Data records
══════

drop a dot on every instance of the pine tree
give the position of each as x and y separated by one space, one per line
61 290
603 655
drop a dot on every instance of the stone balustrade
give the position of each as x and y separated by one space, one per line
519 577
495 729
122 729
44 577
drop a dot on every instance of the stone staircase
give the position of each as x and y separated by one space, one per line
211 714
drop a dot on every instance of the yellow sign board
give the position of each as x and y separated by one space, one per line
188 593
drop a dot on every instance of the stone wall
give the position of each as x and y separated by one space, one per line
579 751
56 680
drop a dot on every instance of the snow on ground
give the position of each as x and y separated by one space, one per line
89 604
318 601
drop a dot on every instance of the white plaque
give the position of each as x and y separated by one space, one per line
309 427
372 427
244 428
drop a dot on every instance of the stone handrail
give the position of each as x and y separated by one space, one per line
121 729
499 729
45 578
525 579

══════

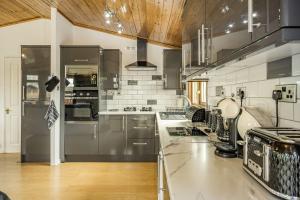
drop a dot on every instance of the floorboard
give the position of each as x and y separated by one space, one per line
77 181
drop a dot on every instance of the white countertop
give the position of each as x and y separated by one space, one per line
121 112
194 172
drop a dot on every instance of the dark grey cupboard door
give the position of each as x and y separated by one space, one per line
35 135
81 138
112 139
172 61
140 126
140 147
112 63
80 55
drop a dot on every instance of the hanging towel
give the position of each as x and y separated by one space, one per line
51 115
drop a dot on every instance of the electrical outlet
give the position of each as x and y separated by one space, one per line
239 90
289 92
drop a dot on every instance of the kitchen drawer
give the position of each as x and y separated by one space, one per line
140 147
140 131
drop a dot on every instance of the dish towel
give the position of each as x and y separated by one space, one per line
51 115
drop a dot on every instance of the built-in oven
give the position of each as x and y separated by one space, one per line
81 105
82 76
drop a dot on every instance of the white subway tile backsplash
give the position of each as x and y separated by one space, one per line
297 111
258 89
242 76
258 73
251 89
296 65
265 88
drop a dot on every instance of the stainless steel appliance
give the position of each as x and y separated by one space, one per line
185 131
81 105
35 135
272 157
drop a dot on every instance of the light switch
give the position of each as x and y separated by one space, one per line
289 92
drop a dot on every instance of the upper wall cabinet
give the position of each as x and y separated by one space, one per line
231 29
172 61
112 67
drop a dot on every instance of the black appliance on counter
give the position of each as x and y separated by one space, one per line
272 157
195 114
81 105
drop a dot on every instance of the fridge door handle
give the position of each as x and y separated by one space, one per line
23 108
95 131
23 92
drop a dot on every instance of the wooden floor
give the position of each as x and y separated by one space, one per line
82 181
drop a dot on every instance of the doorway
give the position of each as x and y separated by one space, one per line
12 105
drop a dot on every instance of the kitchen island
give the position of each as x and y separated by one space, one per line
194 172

══════

*Task*
How many lines above contain the word "appliance"? Reply with the number only.

*Answer to the task*
2